• **TASK INSTRUCTIONS**
From the records below, pull each line that has "wooden".

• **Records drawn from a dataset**

========================

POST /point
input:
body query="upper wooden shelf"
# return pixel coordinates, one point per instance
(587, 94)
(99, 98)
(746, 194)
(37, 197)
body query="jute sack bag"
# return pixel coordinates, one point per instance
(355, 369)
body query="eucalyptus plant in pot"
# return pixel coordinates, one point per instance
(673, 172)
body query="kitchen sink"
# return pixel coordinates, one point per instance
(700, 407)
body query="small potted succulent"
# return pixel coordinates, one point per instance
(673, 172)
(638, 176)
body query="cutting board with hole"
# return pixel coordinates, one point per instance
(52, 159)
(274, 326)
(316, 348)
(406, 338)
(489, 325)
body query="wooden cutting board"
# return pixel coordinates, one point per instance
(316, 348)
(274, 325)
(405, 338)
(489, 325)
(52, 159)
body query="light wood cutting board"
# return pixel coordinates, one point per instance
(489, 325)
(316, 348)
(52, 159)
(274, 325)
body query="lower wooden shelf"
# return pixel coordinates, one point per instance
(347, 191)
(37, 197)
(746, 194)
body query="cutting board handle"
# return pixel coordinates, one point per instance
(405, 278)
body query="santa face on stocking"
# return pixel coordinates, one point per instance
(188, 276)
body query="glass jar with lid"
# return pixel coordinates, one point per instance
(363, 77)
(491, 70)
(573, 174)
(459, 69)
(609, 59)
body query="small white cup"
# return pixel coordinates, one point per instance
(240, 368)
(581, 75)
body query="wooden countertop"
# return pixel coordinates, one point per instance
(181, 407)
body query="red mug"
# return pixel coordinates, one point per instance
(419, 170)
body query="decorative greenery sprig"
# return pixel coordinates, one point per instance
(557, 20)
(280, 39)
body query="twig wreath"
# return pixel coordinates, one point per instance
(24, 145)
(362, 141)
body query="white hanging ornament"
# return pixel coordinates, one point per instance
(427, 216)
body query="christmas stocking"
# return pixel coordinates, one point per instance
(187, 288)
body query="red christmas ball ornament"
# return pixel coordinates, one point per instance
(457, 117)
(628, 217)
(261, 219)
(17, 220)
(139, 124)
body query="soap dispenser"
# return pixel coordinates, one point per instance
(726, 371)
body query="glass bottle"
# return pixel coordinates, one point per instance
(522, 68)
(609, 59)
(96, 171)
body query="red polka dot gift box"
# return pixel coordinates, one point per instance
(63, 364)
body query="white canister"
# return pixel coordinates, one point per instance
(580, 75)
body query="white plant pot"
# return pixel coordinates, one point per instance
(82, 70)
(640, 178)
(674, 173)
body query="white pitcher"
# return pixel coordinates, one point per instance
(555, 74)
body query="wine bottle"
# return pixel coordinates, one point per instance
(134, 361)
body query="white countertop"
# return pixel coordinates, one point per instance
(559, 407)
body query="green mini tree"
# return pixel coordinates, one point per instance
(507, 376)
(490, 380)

========================

• **ANSWER SPACE**
body query="upper wooden shelf"
body query="wooden cutting board"
body query="lower wooden shelf"
body query="wooden countertop"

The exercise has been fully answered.